# TUJUAN 1:
Kutip seluruh teks tentang rocker di bawah ini persis kata demi kata.
# TUJUAN 2:
Masukkan baris-baris catatan di bawah ini ke dalam tabel Markdown dengan kolom "No" dan "Baris". Mulailah dari baris pertama catatan dan lanjutkan hingga baris yang memuat "[224,478,394,560]", termasuk kedua ujungnya, tanpa baris kosong dan tanpa gambar.

# TEKS SUMBER:
++++
Teman-Teman Saya Juga Manusia

Ketika membaca pernyataan Presiden Joko Widodo saat bersama cucunya, bahwa “saya juga manusia,”. Saya teringat sebuah papan iklan yang menampilkan sebuah acara keagamaan di sebuah perempatan di ring road selatan Bantul.

Diiklan itu tertulis dengan huruf tebal warna hitam, “dihadiri rocker yang sudah bertobat” lengkap dengan gambaran dua pria. Pertama masa lalunya yang penuh dengan keglamoran dunia hiburan jagad musik keras dan slide foto kedua memperlihatkan mereka sekarang sudah berbaju putih serta mengamalkan ajaran agama.

Mereka adalah rocker yang dulu penuh dosa sekarang sudah bertobat. Itulah inti dari iklan yang saya lihat beberapa kali ketika melintas.

Bukankan rocker juga manusia. Sebuah syair lagu dari Serius Band. Jadi apakah salah jika seseorang memilih aliran musiknya di jalur musik cadas yang terkesan penuh dengan hingar bingar dan dosa yang tidak berkesudahan.

Soal rocker, saya memiliki cerita tentang dua orang sahabat. Satu sahabat di masa sekolah menengah dan satu lagi adalah sahabat jalanan saat masih kuliah. Mereka adalah pengemar serius musik cadas bawah tanah. Kalangan pemusik menyebut aliran ini underground.

Sebagai gambaran saja, aliran underground adalah rock dengan ritme cepat dan keras diselingi suara vokal yang serak-serak tidak jelas. Jadi saat mendengarkan musik ini, bagi telinga saya, malah binggung dan tidak akan pernah bisa membaca liriknya.
++++
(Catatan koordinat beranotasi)
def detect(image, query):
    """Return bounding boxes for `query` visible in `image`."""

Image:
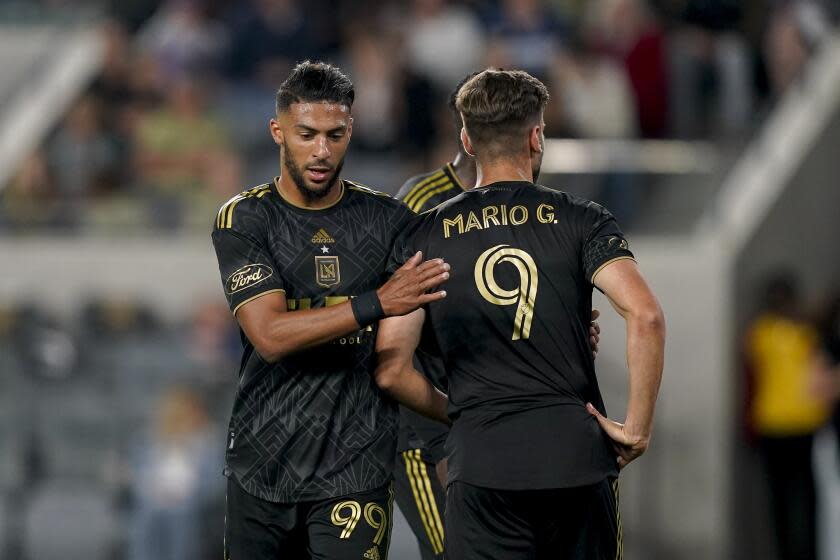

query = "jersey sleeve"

[385,210,421,279]
[582,202,635,283]
[212,201,286,315]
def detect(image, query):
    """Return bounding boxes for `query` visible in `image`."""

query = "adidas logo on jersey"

[312,228,335,243]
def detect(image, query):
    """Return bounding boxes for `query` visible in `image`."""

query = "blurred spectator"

[0,150,60,230]
[670,0,752,137]
[590,0,668,138]
[813,293,840,560]
[188,302,236,374]
[764,0,829,95]
[346,30,402,152]
[49,96,125,199]
[404,0,484,92]
[228,0,323,89]
[486,0,566,83]
[550,30,638,226]
[129,388,223,560]
[141,0,228,80]
[745,273,827,560]
[135,80,240,226]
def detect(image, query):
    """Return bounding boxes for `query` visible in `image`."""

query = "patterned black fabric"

[212,181,412,502]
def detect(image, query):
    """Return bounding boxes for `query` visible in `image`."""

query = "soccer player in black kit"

[394,72,600,560]
[212,62,448,560]
[376,70,664,560]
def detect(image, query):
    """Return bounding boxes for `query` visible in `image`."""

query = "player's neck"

[452,151,476,190]
[475,159,534,187]
[275,173,344,210]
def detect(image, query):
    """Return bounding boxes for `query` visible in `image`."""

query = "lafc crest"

[315,256,341,288]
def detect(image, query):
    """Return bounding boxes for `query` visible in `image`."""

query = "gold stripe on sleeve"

[412,181,455,212]
[233,288,286,316]
[403,169,448,206]
[589,255,636,284]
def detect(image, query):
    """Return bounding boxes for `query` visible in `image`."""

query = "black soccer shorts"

[394,449,446,560]
[446,478,624,560]
[224,478,394,560]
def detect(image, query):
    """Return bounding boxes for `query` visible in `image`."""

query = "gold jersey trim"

[403,169,446,206]
[274,177,346,212]
[216,183,271,229]
[233,288,286,316]
[589,255,636,284]
[412,182,455,212]
[446,161,467,191]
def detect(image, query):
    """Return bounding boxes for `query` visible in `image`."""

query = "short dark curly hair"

[275,60,356,114]
[455,68,549,158]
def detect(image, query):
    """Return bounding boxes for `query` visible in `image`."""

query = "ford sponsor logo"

[225,264,274,294]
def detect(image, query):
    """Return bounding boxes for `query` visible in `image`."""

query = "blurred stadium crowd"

[0,0,840,560]
[0,0,832,233]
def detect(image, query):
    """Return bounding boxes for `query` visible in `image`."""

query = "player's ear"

[528,125,543,154]
[461,127,475,157]
[268,119,283,146]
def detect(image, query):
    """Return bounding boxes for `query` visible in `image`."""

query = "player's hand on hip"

[586,403,650,469]
[376,251,449,317]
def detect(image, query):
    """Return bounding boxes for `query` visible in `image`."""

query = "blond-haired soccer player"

[376,70,665,560]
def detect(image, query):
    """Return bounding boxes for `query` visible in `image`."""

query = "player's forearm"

[624,306,665,440]
[376,364,450,424]
[251,302,361,363]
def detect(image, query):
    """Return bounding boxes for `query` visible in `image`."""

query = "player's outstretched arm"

[236,253,449,362]
[587,259,665,468]
[374,309,450,424]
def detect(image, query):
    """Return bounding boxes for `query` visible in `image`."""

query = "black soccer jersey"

[390,182,633,490]
[397,163,464,462]
[397,163,465,214]
[212,181,412,502]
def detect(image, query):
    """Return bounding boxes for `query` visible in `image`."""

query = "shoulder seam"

[403,169,449,206]
[344,179,393,198]
[216,183,271,229]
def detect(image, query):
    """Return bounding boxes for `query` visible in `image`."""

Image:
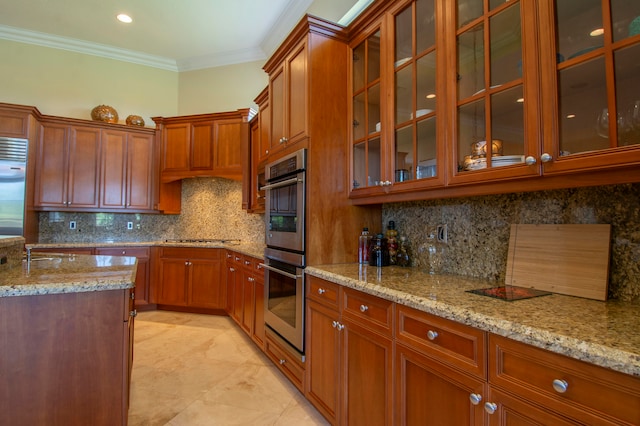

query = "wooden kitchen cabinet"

[264,38,308,154]
[484,334,640,425]
[100,130,155,211]
[0,290,134,426]
[152,108,254,182]
[151,247,227,312]
[305,276,393,425]
[395,305,487,426]
[95,246,155,311]
[34,122,101,211]
[349,0,640,204]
++++
# JAWABAN BENAR 1:
Teman-Teman Saya Juga Manusia

Ketika membaca pernyataan Presiden Joko Widodo saat bersama cucunya, bahwa “saya juga manusia,”. Saya teringat sebuah papan iklan yang menampilkan sebuah acara keagamaan di sebuah perempatan di ring road selatan Bantul.

Diiklan itu tertulis dengan huruf tebal warna hitam, “dihadiri rocker yang sudah bertobat” lengkap dengan gambaran dua pria. Pertama masa lalunya yang penuh dengan keglamoran dunia hiburan jagad musik keras dan slide foto kedua memperlihatkan mereka sekarang sudah berbaju putih serta mengamalkan ajaran agama.

Mereka adalah rocker yang dulu penuh dosa sekarang sudah bertobat. Itulah inti dari iklan yang saya lihat beberapa kali ketika melintas.

Bukankan rocker juga manusia. Sebuah syair lagu dari Serius Band. Jadi apakah salah jika seseorang memilih aliran musiknya di jalur musik cadas yang terkesan penuh dengan hingar bingar dan dosa yang tidak berkesudahan.

Soal rocker, saya memiliki cerita tentang dua orang sahabat. Satu sahabat di masa sekolah menengah dan satu lagi adalah sahabat jalanan saat masih kuliah. Mereka adalah pengemar serius musik cadas bawah tanah. Kalangan pemusik menyebut aliran ini underground.

Sebagai gambaran saja, aliran underground adalah rock dengan ritme cepat dan keras diselingi suara vokal yang serak-serak tidak jelas. Jadi saat mendengarkan musik ini, bagi telinga saya, malah binggung dan tidak akan pernah bisa membaca liriknya.

# JAWABAN BENAR 2:
| No | Baris |
|---|---|
| 1 | def detect(image, query): |
| 2 |     """Return bounding boxes for `query` visible in `image`.""" |
| 3 | Image: |
| 4 | query = "jersey sleeve" |
| 5 | [385,210,421,279] |
| 6 | [582,202,635,283] |
| 7 | [212,201,286,315] |
| 8 | def detect(image, query): |
| 9 |     """Return bounding boxes for `query` visible in `image`.""" |
| 10 | query = "adidas logo on jersey" |
| 11 | [312,228,335,243] |
| 12 | def detect(image, query): |
| 13 |     """Return bounding boxes for `query` visible in `image`.""" |
| 14 | query = "blurred spectator" |
| 15 | [0,150,60,230] |
| 16 | [670,0,752,137] |
| 17 | [590,0,668,138] |
| 18 | [813,293,840,560] |
| 19 | [188,302,236,374] |
| 20 | [764,0,829,95] |
| 21 | [346,30,402,152] |
| 22 | [49,96,125,199] |
| 23 | [404,0,484,92] |
| 24 | [228,0,323,89] |
| 25 | [486,0,566,83] |
| 26 | [550,30,638,226] |
| 27 | [129,388,223,560] |
| 28 | [141,0,228,80] |
| 29 | [745,273,827,560] |
| 30 | [135,80,240,226] |
| 31 | def detect(image, query): |
| 32 |     """Return bounding boxes for `query` visible in `image`.""" |
| 33 | query = "patterned black fabric" |
| 34 | [212,181,412,502] |
| 35 | def detect(image, query): |
| 36 |     """Return bounding boxes for `query` visible in `image`.""" |
| 37 | query = "soccer player in black kit" |
| 38 | [394,72,600,560] |
| 39 | [212,62,448,560] |
| 40 | [376,70,664,560] |
| 41 | def detect(image, query): |
| 42 |     """Return bounding boxes for `query` visible in `image`.""" |
| 43 | query = "player's neck" |
| 44 | [452,151,476,190] |
| 45 | [475,159,534,187] |
| 46 | [275,173,344,210] |
| 47 | def detect(image, query): |
| 48 |     """Return bounding boxes for `query` visible in `image`.""" |
| 49 | query = "lafc crest" |
| 50 | [315,256,341,288] |
| 51 | def detect(image, query): |
| 52 |     """Return bounding boxes for `query` visible in `image`.""" |
| 53 | query = "gold stripe on sleeve" |
| 54 | [412,181,455,212] |
| 55 | [233,288,286,316] |
| 56 | [403,169,448,206] |
| 57 | [589,255,636,284] |
| 58 | def detect(image, query): |
| 59 |     """Return bounding boxes for `query` visible in `image`.""" |
| 60 | query = "black soccer shorts" |
| 61 | [394,449,446,560] |
| 62 | [446,478,624,560] |
| 63 | [224,478,394,560] |